:: WHAT YOU WILL DO ::
Pick out every line in the records that contains the word "front", and copy each one. Case counts, so match only that exact capitalization.

(Region annotation entries)

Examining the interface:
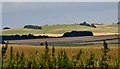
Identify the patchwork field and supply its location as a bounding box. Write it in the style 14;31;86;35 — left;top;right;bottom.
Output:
1;24;118;36
2;44;119;67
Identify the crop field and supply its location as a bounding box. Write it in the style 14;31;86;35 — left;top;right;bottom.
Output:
1;44;120;69
1;24;118;36
9;35;119;46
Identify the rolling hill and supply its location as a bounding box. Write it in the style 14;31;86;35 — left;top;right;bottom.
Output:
0;24;118;35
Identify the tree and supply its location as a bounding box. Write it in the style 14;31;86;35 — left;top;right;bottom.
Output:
3;27;10;30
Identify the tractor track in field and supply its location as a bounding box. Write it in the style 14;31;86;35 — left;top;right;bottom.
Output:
9;35;120;45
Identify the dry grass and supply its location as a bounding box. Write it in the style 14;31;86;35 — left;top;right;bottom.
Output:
1;44;118;64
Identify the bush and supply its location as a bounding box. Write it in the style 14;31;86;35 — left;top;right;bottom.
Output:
24;25;42;29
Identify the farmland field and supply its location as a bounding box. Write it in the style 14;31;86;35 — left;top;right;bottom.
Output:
2;44;119;67
1;24;118;36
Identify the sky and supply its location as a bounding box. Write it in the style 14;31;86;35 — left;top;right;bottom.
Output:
2;2;118;28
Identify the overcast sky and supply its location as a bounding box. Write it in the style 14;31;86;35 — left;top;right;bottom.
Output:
2;2;118;28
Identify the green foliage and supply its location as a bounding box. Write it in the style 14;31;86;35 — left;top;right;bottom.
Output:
2;41;120;69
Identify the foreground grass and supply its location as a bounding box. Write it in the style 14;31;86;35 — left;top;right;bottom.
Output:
3;44;119;69
1;24;118;35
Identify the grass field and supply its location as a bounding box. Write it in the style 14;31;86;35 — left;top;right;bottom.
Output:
1;24;118;35
3;44;119;67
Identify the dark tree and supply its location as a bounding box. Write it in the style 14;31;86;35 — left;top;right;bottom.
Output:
3;27;10;30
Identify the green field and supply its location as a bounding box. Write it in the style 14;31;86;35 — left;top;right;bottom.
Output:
0;24;118;35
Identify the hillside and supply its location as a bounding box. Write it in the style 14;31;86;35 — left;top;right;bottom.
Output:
1;24;118;35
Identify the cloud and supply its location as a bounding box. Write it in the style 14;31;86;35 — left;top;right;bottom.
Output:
1;0;119;2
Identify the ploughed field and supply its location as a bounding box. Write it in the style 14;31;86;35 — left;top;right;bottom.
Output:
2;44;120;68
9;35;119;46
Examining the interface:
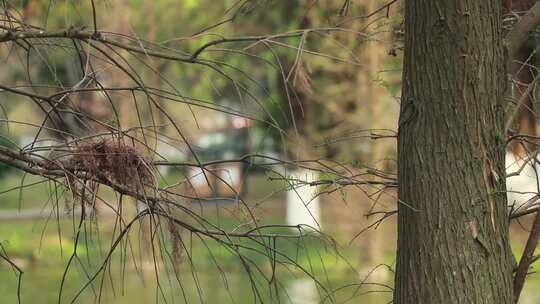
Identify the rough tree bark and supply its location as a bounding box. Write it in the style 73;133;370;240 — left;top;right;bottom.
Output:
394;0;513;304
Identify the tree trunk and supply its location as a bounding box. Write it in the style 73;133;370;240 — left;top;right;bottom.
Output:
394;0;512;304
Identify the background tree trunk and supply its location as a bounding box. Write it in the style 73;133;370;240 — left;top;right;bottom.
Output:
394;0;512;304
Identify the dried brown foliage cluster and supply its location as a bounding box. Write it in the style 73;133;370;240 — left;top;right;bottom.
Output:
68;137;155;192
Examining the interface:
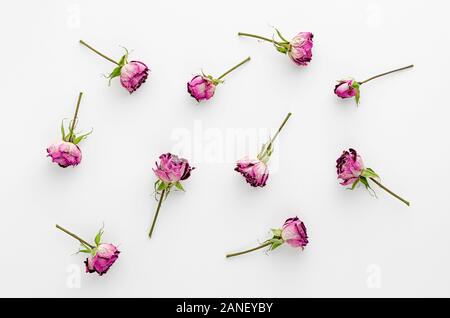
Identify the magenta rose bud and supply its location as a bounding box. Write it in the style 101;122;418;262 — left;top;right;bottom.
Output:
336;148;364;186
153;153;194;183
47;141;81;168
187;75;216;102
234;157;269;187
334;79;358;98
120;61;149;94
281;217;308;249
288;32;313;65
84;243;120;276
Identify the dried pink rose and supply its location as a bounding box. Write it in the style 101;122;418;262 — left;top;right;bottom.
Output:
148;153;195;238
56;224;120;276
336;148;409;206
234;113;292;187
226;217;308;258
288;32;313;65
84;243;120;276
47;92;92;168
238;29;314;66
153;153;194;183
281;217;308;249
234;157;269;187
120;61;149;94
187;75;216;102
47;140;81;168
187;57;250;102
80;40;150;94
336;148;364;185
334;65;414;105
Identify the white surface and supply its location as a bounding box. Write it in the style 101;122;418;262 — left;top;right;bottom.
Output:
0;0;450;297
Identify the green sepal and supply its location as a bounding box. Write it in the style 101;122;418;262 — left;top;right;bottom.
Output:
107;65;123;85
361;168;380;179
271;229;283;237
72;129;94;145
156;180;169;192
350;178;359;190
61;119;67;141
175;181;184;191
267;237;284;251
94;226;103;246
352;81;361;106
274;28;289;43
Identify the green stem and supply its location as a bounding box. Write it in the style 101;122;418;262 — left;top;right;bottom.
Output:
370;178;409;206
257;113;292;164
69;92;83;142
238;32;281;45
56;224;95;249
218;56;250;80
226;242;272;258
359;64;414;85
80;40;119;65
148;189;166;238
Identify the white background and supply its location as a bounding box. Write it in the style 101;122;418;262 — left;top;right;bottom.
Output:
0;0;450;297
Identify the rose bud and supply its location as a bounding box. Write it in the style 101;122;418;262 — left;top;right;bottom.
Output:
148;153;195;238
234;157;269;187
187;75;216;102
120;61;149;94
56;224;120;276
234;113;291;187
238;29;313;66
226;217;308;258
281;217;308;249
153;153;194;183
84;244;120;276
334;65;414;106
336;148;409;206
187;57;250;102
47;141;81;168
47;93;92;168
336;148;364;185
288;32;313;65
80;40;149;94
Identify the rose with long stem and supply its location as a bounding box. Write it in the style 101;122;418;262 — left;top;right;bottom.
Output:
187;56;250;102
226;217;308;258
336;148;409;206
148;153;195;238
238;29;314;66
334;64;414;105
80;40;149;94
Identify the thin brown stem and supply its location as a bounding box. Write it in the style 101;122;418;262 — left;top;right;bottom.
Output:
69;92;83;142
56;224;95;249
80;40;119;65
226;242;272;258
359;64;414;85
148;189;166;238
370;178;409;206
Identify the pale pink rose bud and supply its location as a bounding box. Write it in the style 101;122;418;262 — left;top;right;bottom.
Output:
234;157;269;187
153;153;194;183
84;243;120;276
47;141;81;168
288;32;313;65
336;148;364;186
281;217;308;249
187;75;216;102
120;61;149;94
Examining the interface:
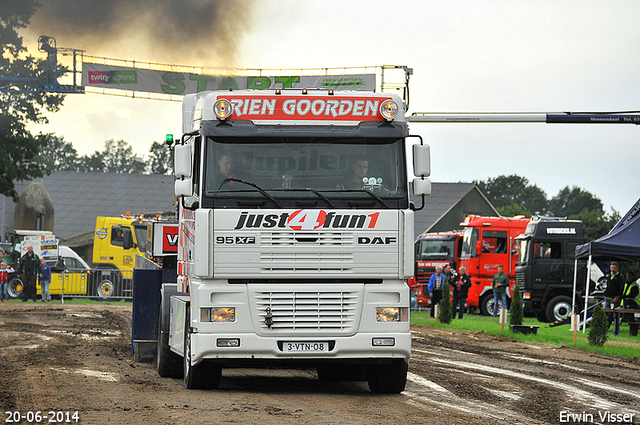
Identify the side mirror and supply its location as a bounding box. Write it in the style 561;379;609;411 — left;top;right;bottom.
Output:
413;145;431;177
173;179;193;197
413;179;431;196
122;228;133;249
173;145;191;178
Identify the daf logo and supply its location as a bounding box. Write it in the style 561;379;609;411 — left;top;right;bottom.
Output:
358;236;398;245
264;307;273;329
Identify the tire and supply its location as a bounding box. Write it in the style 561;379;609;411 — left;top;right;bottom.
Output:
183;308;222;390
367;359;409;394
156;306;183;378
7;277;24;298
96;279;116;299
545;295;573;322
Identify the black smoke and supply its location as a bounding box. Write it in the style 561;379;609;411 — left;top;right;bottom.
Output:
25;0;257;66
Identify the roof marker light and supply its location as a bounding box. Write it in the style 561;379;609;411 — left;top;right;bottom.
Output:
380;99;399;121
213;99;233;121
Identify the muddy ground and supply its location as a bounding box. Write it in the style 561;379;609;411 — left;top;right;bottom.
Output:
0;303;640;425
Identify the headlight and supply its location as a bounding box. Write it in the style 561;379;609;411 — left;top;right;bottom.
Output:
213;99;233;120
200;307;236;322
380;100;398;121
376;307;409;322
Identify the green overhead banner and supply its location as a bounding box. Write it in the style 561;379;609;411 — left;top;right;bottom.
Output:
82;62;375;95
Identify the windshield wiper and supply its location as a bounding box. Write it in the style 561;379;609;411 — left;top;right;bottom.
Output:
274;187;336;208
218;179;282;208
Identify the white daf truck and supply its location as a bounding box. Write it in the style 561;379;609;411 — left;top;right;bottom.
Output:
156;89;431;393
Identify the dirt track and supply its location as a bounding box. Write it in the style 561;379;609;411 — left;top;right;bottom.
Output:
0;303;640;425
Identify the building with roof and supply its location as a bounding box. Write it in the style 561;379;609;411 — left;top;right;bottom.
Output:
410;183;500;237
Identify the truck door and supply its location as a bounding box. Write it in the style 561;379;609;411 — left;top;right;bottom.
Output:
532;241;573;291
480;230;509;276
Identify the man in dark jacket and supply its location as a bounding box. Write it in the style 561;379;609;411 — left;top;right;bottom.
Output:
451;266;471;319
602;261;624;308
602;261;624;326
491;264;509;317
19;245;40;302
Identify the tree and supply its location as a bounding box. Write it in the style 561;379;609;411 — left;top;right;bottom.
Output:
509;283;524;325
36;133;79;174
549;186;604;217
589;305;609;347
102;139;145;174
569;209;620;241
475;174;547;216
147;142;173;174
0;0;64;201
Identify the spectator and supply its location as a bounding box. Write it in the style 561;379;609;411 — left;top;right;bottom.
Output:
602;261;624;326
20;245;40;302
0;261;14;303
491;264;509;317
428;266;446;317
451;267;471;319
40;258;51;302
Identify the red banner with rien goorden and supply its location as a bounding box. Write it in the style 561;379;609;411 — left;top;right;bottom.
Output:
219;95;391;121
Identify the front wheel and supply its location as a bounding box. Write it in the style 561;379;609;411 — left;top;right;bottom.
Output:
546;295;573;322
7;277;24;298
367;359;409;394
183;308;222;390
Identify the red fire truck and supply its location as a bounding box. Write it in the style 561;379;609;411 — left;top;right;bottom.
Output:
409;231;462;308
459;216;531;315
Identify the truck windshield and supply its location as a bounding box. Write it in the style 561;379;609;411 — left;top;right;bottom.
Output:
203;137;408;208
133;224;147;252
460;227;478;258
516;239;531;264
418;240;456;261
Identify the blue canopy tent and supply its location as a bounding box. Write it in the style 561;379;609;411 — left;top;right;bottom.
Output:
573;199;640;329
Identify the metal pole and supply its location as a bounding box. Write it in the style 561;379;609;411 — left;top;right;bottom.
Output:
406;112;640;125
582;254;591;333
571;257;587;329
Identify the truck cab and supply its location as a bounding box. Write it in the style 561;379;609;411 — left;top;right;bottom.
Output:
460;216;530;315
93;215;147;271
90;213;147;298
516;219;586;322
410;232;462;307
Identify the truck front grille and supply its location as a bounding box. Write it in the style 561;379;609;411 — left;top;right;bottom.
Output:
254;291;360;335
260;232;354;246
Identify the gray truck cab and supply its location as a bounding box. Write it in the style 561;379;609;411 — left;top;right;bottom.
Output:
516;218;586;322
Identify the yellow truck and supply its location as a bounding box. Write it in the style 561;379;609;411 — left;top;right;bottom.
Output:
5;230;92;298
93;213;147;298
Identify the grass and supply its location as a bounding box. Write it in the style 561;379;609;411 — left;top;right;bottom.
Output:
411;311;640;359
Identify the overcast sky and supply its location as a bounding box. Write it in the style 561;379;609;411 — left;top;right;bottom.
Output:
23;0;640;214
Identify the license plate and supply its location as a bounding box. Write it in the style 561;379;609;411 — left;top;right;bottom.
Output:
282;341;329;353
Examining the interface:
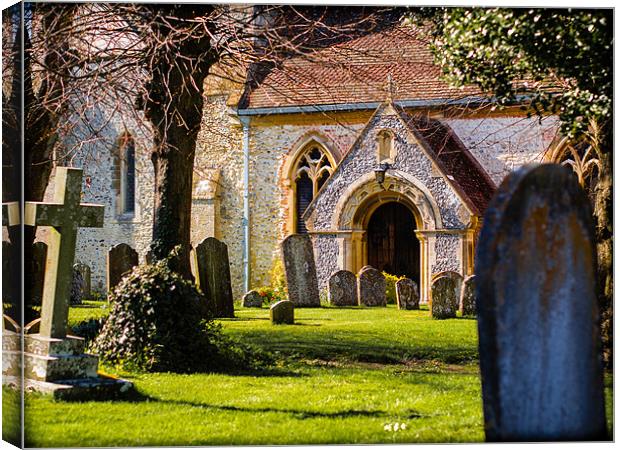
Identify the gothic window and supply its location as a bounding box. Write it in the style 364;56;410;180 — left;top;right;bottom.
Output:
293;144;334;233
113;134;136;216
377;130;394;163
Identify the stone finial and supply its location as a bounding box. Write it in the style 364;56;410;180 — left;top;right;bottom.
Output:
269;300;295;325
327;270;358;306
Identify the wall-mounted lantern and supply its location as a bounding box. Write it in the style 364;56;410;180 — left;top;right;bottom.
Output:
375;163;390;186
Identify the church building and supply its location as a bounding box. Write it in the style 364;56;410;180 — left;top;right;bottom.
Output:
50;26;557;302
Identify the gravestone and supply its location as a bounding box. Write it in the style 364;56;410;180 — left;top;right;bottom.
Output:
281;234;321;306
431;270;463;300
241;290;263;308
22;167;131;398
428;275;459;319
476;164;608;441
73;263;92;298
30;241;47;305
69;266;84;305
357;266;387;306
327;270;358;306
2;241;12;303
194;237;235;317
396;278;420;309
269;300;295;325
459;275;476;316
107;243;138;292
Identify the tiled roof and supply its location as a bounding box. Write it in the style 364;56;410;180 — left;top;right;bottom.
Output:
401;108;497;216
241;27;479;108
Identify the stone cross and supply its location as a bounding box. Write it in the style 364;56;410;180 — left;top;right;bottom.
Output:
476;164;608;442
24;167;103;339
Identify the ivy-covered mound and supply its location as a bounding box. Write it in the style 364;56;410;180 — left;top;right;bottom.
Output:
93;260;267;373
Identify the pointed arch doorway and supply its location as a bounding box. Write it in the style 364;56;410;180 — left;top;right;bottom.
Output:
366;201;420;285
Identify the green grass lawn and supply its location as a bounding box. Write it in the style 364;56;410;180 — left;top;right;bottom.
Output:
17;305;611;447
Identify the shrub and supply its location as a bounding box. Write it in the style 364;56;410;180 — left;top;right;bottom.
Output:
382;272;406;304
93;254;269;373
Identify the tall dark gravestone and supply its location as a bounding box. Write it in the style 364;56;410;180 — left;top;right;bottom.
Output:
107;243;138;292
281;234;321;307
193;237;235;317
27;241;47;305
476;164;607;441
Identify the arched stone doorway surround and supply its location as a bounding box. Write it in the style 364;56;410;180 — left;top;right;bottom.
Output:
332;170;443;302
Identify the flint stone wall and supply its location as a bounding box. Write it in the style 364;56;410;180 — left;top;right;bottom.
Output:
54;78;553;298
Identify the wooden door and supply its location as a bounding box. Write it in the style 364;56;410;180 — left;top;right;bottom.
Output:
367;202;420;283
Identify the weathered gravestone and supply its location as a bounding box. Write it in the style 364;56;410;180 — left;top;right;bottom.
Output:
24;167;130;397
194;237;235;317
428;275;459;319
30;241;47;305
357;266;387;306
107;243;138;292
396;278;420;309
476;164;607;441
269;300;295;325
281;234;321;306
459;275;476;316
327;270;358;306
241;290;263;308
69;266;84;305
73;263;92;298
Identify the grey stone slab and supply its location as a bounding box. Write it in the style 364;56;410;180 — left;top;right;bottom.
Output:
476;164;608;441
459;275;476;316
2;241;12;303
269;300;295;325
357;266;387;306
431;270;463;300
107;243;138;292
69;266;84;305
396;278;420;309
194;237;235;317
24;167;104;338
429;275;459;319
30;241;47;305
327;270;358;306
73;263;92;299
281;234;321;306
241;290;263;308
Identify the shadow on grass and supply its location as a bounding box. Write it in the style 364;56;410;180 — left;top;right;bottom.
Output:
133;396;424;420
235;330;478;364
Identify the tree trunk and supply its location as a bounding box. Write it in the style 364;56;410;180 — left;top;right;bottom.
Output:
594;149;613;367
150;127;197;278
144;5;216;279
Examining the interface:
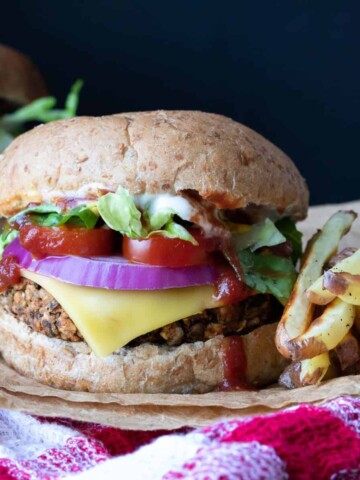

:: SOLUTION FOR THIS PROBLEM ::
Identify the front wheel and supply its location as a bounding box. Write it in the style 561;379;609;411 — left;top;right;bottom.
Identify the truck front grille and supply its location as a bounding box. Write it in the style 561;379;609;411 — left;top;right;bottom.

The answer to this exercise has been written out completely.